PROBLEM TO SOLVE:
Please print, word for word, every line from the one that contains "-> x,y with" through the last line of the records, and nothing else.

[Start of Attachment]

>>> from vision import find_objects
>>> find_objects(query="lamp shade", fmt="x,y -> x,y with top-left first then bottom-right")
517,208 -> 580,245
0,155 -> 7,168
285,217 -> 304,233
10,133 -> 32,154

[End of Attachment]

RESPONSE TO THIS TASK:
>>> find_objects(query="lamp shade", fmt="x,y -> x,y with top-left first then bottom-right")
517,208 -> 580,245
0,155 -> 7,168
285,217 -> 304,233
10,133 -> 32,154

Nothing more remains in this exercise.